Box-labeled dataset extracts
-- Begin --

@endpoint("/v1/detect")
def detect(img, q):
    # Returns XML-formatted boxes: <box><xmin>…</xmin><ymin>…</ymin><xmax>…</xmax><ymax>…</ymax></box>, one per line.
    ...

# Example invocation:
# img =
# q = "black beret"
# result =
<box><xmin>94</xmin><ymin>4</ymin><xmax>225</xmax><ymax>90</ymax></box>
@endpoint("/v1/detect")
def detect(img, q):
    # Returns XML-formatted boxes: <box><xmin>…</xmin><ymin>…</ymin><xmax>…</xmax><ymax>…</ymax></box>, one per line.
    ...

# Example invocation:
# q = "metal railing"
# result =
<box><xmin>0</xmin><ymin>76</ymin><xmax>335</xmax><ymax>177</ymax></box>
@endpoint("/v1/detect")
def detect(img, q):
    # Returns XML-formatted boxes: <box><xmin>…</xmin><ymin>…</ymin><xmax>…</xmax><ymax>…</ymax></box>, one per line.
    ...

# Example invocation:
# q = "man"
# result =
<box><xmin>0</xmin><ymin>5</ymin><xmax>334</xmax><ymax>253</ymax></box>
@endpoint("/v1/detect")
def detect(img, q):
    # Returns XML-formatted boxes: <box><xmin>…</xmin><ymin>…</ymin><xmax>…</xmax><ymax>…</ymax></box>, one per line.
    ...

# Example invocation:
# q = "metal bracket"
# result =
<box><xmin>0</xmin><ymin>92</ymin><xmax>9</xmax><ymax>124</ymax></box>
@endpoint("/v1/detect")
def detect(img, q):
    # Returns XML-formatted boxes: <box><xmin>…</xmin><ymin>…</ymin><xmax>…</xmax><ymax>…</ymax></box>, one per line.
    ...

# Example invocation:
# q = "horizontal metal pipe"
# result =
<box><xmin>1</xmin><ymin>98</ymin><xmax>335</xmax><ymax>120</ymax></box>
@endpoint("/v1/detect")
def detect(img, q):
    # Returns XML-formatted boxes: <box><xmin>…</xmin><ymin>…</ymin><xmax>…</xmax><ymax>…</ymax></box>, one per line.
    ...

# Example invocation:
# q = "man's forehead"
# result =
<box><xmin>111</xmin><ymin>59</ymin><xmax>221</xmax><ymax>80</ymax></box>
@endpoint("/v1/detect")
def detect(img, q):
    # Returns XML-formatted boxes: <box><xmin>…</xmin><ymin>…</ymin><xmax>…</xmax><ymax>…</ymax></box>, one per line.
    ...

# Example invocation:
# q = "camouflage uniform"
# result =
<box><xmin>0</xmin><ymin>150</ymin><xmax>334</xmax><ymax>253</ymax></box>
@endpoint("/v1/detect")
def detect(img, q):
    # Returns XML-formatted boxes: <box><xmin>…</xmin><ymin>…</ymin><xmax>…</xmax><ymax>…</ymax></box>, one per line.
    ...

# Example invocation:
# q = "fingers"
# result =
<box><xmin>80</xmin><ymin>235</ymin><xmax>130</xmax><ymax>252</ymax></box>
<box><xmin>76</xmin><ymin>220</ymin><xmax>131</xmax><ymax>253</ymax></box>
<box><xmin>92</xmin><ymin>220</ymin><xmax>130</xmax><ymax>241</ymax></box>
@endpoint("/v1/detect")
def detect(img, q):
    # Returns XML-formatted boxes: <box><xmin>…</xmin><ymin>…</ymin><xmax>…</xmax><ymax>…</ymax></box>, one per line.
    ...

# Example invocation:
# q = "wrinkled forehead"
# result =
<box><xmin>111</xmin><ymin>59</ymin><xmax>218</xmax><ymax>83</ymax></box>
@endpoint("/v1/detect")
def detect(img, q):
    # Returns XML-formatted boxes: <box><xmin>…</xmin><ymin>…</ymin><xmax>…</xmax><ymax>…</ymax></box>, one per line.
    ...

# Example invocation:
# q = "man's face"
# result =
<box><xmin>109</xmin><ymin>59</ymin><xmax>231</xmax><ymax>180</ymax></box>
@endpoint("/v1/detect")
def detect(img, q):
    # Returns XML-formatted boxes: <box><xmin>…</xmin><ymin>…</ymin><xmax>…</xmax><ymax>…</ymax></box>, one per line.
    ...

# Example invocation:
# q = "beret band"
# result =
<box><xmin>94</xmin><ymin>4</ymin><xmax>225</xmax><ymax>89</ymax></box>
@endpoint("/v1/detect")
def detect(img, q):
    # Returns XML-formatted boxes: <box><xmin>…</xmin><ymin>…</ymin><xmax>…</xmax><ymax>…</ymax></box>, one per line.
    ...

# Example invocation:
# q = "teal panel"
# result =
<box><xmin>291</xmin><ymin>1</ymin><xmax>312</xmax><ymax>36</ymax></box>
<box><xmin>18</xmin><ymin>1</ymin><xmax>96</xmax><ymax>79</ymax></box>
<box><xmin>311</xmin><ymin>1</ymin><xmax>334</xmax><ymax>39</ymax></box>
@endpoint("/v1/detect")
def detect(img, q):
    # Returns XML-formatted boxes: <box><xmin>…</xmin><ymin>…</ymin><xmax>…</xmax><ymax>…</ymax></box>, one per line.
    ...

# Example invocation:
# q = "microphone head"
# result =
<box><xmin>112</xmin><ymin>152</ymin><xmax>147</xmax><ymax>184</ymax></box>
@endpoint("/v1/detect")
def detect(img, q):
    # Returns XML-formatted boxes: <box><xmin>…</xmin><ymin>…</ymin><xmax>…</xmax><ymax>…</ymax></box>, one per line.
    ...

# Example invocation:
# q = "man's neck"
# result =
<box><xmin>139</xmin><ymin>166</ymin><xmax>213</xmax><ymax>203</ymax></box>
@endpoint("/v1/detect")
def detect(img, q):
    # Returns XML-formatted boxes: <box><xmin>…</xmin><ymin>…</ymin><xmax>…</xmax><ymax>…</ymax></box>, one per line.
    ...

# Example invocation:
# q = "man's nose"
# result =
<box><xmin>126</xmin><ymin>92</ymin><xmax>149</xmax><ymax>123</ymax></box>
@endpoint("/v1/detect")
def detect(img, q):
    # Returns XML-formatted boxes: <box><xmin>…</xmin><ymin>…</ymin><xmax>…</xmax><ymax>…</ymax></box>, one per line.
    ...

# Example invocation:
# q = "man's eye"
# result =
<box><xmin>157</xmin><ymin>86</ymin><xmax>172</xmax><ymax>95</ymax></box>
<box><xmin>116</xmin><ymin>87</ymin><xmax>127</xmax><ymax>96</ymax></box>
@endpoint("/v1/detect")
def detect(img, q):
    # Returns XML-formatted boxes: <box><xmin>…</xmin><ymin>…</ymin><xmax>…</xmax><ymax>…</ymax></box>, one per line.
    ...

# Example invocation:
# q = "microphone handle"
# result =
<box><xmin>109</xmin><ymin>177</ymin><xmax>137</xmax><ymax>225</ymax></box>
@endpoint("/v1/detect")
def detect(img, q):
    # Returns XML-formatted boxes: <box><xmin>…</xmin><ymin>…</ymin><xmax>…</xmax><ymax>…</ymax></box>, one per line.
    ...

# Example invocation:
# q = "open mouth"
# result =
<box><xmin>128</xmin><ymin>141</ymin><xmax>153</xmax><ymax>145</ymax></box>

-- End --

#### Your objective:
Select each line of the extracts that contains the string "microphone", and copy those lines.

#### Correct result:
# q = "microphone head"
# q = "microphone handle"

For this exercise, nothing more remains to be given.